## [YOUR TASK]
Reproduce all of the data word for word.

## [MATERIAL PROVIDED]
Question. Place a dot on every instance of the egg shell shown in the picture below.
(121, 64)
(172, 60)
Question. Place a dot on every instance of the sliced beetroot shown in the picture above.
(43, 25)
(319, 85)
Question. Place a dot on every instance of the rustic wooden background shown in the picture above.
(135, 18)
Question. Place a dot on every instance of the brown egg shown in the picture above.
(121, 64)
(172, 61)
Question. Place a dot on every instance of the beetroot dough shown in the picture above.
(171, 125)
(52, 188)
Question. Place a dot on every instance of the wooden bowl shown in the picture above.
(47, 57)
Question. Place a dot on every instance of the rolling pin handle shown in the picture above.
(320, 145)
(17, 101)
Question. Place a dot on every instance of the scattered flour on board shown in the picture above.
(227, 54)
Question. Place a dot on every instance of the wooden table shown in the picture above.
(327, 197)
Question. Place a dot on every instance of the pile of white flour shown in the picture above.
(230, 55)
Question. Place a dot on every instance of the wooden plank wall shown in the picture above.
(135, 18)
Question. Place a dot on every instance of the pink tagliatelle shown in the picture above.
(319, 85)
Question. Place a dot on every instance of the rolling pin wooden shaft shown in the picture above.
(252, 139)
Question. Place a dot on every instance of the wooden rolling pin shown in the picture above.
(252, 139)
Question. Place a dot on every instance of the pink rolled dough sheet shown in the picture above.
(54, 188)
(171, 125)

## [TASK ANSWER]
Question. Place a dot on every instance of the egg shell shown in the picture below.
(121, 64)
(172, 60)
Question. Place a dot on every instance of the sliced beetroot shown in the picture above.
(43, 25)
(319, 85)
Question. Place a dot on every instance of the rustic wooden background shown in the picture above.
(135, 18)
Question. Place a dot on every instance of the brown egg shown in the picture above.
(121, 64)
(172, 61)
Question. Place a dot on every instance of the beetroot dough shown in the picture above.
(171, 125)
(52, 188)
Question. Place a dot on every instance of the wooden bowl shown in the picture above.
(47, 57)
Question. Place a dot on every instance of the rolling pin handle shown in the picture above.
(320, 145)
(17, 101)
Question. Place a dot on every instance of the scattered flour on board shown in the picture above.
(227, 54)
Question. Place a dot on every instance of the wooden table shown in the picture above.
(327, 197)
Question. Place a dot on every instance of the pile of white flour shown in the picture above.
(230, 55)
Question. Place a dot on every instance of the wooden plank wall shown in the picture above.
(135, 18)
Question. Place a dot on every instance of the pink tagliatelle shown in the picture above.
(319, 85)
Question. Place a dot on every instance of the rolling pin wooden shaft shown in the picture above.
(252, 139)
Question. Place a dot on every instance of the wooden rolling pin shown in the picture above.
(252, 139)
Question. Place a dot on every instance of the pink rolled dough sheet shown in the picture above.
(54, 188)
(171, 125)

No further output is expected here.